◆ **Given problem**
Copy all of the records below word for word, without the pictures.

┏━━

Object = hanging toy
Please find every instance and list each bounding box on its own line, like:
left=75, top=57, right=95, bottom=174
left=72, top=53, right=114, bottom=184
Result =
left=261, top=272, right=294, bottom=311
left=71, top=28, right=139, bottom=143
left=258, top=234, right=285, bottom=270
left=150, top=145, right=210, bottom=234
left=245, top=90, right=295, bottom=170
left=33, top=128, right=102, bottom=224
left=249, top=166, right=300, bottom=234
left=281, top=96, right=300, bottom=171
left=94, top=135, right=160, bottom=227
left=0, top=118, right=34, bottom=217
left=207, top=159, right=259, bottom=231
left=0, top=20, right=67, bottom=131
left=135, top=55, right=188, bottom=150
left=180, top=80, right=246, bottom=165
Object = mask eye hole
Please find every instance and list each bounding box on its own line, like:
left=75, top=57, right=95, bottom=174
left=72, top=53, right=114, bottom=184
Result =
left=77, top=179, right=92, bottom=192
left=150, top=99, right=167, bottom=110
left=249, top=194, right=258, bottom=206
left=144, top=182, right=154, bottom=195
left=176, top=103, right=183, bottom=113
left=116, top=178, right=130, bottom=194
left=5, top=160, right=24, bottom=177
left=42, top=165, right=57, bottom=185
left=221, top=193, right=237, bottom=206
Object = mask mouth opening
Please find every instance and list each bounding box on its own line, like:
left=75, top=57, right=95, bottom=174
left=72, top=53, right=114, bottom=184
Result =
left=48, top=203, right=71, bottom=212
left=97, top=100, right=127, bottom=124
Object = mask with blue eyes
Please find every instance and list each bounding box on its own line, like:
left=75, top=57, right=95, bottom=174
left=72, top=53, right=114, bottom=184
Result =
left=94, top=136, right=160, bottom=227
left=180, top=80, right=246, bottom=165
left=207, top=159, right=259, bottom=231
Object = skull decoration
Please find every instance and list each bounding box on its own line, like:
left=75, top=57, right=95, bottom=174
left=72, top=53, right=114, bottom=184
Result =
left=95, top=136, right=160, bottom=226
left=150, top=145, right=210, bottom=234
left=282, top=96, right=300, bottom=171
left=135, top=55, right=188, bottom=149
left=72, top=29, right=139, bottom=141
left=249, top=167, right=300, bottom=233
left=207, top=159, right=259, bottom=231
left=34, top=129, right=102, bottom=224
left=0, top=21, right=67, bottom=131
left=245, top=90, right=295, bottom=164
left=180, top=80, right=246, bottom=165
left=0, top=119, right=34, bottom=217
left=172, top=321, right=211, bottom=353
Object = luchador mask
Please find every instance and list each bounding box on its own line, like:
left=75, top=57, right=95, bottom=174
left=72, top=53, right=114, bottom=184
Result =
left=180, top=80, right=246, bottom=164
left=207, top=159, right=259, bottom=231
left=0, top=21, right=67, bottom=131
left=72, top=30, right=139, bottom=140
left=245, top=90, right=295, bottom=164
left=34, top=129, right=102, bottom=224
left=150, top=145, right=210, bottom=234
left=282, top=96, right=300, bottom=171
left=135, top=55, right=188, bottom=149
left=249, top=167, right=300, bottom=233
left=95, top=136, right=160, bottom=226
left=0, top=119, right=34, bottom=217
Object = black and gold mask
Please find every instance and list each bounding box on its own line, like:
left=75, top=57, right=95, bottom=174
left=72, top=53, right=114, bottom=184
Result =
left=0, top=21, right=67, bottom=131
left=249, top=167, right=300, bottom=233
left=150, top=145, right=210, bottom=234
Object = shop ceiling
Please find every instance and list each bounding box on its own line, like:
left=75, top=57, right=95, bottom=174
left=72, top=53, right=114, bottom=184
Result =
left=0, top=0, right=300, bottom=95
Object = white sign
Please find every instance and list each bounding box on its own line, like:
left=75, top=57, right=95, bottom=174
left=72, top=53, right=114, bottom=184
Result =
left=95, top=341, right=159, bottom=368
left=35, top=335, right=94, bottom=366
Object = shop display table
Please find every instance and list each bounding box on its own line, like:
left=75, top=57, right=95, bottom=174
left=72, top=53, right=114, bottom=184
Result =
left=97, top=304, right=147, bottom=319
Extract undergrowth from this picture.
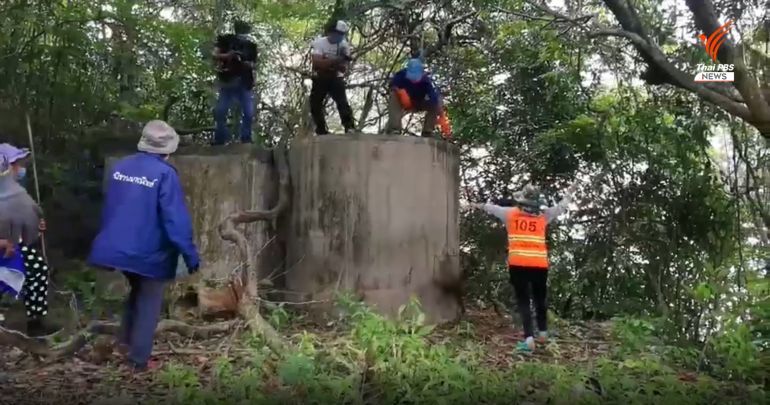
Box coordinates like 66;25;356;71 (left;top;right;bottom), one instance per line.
153;297;768;405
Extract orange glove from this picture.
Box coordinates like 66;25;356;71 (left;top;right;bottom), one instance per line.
437;109;452;139
396;89;412;110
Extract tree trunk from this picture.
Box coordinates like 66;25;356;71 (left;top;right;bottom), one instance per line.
286;135;461;321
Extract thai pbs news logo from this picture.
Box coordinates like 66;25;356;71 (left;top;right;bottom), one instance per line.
695;21;735;82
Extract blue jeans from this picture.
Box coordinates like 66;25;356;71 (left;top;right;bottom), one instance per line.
214;84;254;145
119;272;166;367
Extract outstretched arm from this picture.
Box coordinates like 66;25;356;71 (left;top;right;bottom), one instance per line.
471;203;513;222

┗━━

◆ **Solution for this task**
Object = hanging toy
Please find every instance and list each bounding box on its own line, like:
left=75, top=57, right=95, bottom=174
left=72, top=53, right=114, bottom=184
Result =
left=261, top=272, right=294, bottom=311
left=71, top=28, right=139, bottom=143
left=258, top=234, right=285, bottom=270
left=150, top=145, right=210, bottom=234
left=245, top=90, right=295, bottom=170
left=33, top=128, right=102, bottom=224
left=249, top=166, right=300, bottom=234
left=281, top=96, right=300, bottom=171
left=94, top=135, right=160, bottom=227
left=0, top=118, right=34, bottom=217
left=207, top=159, right=259, bottom=231
left=0, top=20, right=67, bottom=131
left=135, top=55, right=188, bottom=150
left=180, top=80, right=246, bottom=165
Object = mask eye hole
Please find every instance and list each bounding box on its own line, like:
left=75, top=57, right=95, bottom=174
left=72, top=53, right=114, bottom=184
Result =
left=77, top=179, right=92, bottom=192
left=150, top=99, right=167, bottom=110
left=249, top=194, right=258, bottom=206
left=144, top=182, right=154, bottom=195
left=176, top=103, right=183, bottom=113
left=116, top=178, right=130, bottom=194
left=5, top=160, right=24, bottom=177
left=42, top=165, right=57, bottom=185
left=221, top=193, right=237, bottom=206
Object = mask mouth opening
Please find every instance and list each bounding box on its own line, like:
left=75, top=57, right=95, bottom=174
left=72, top=53, right=114, bottom=184
Result =
left=48, top=203, right=71, bottom=212
left=97, top=100, right=127, bottom=124
Object = mask with blue eyes
Please find every instance and list each bounding box on its own line, like:
left=75, top=57, right=95, bottom=174
left=72, top=53, right=114, bottom=184
Result =
left=94, top=136, right=160, bottom=227
left=180, top=80, right=246, bottom=165
left=207, top=159, right=259, bottom=231
Object = skull decoration
Please find every instance and list each bounding box on its own line, like:
left=75, top=57, right=95, bottom=174
left=72, top=53, right=114, bottom=184
Result =
left=95, top=136, right=160, bottom=226
left=150, top=145, right=210, bottom=234
left=282, top=96, right=300, bottom=171
left=135, top=55, right=188, bottom=149
left=72, top=29, right=139, bottom=141
left=249, top=167, right=300, bottom=233
left=207, top=159, right=259, bottom=231
left=34, top=129, right=102, bottom=224
left=0, top=21, right=67, bottom=131
left=245, top=90, right=295, bottom=164
left=180, top=80, right=246, bottom=165
left=0, top=119, right=34, bottom=217
left=172, top=321, right=211, bottom=353
Object = luchador mask
Please find every instance and list each bounding box on its own line, like:
left=75, top=57, right=95, bottom=174
left=72, top=53, right=114, bottom=184
Result =
left=180, top=80, right=246, bottom=164
left=207, top=159, right=259, bottom=231
left=0, top=21, right=67, bottom=131
left=72, top=30, right=139, bottom=140
left=245, top=90, right=295, bottom=164
left=34, top=129, right=102, bottom=224
left=150, top=145, right=210, bottom=234
left=282, top=96, right=300, bottom=171
left=135, top=55, right=188, bottom=149
left=249, top=167, right=300, bottom=233
left=95, top=136, right=160, bottom=226
left=0, top=119, right=34, bottom=217
Object = black and gold mask
Please find every instance and list each bounding box on its own line, like:
left=75, top=57, right=95, bottom=174
left=72, top=53, right=114, bottom=184
Result =
left=0, top=21, right=67, bottom=131
left=249, top=167, right=300, bottom=233
left=150, top=145, right=210, bottom=234
Object = shop ceiling
Please find every instance and list each bounding box on its own line, like:
left=75, top=57, right=95, bottom=174
left=72, top=53, right=114, bottom=184
Result =
left=0, top=0, right=300, bottom=95
Object = white sign
Please find every instance and list each bounding box on its own line, like:
left=75, top=57, right=95, bottom=174
left=72, top=53, right=114, bottom=184
Result =
left=95, top=341, right=159, bottom=368
left=35, top=335, right=94, bottom=366
Object = shop display table
Please find every instance and list each bounding box on its own line, like:
left=75, top=57, right=95, bottom=174
left=72, top=53, right=114, bottom=184
Result =
left=97, top=304, right=147, bottom=319
Extract undergrowth from this picture.
Box coordinates like 66;25;356;71 (left;top;right;bottom), one instance per line.
153;297;768;405
Extract orange glove from this picture.
Box coordinates like 66;25;356;71 (left;top;right;bottom), one instance per line.
437;109;452;139
396;89;412;110
Extract tree trunk from this picture.
Box coordinates like 66;25;356;71 (left;top;right;bottom), one instance per line.
286;135;461;321
Extract thai pbs news logo from this picture.
Box coordinates like 66;25;356;71 (left;top;right;bottom), one instance per line.
695;21;735;82
Extract blue jeans from this picture.
Box coordinates like 66;25;356;71 (left;top;right;bottom), one instance per line.
214;84;254;145
119;272;166;367
Extract outstretched arm from this picture.
Box coordinates like 66;25;356;71 (left;top;right;bottom), one instance per line.
471;203;513;222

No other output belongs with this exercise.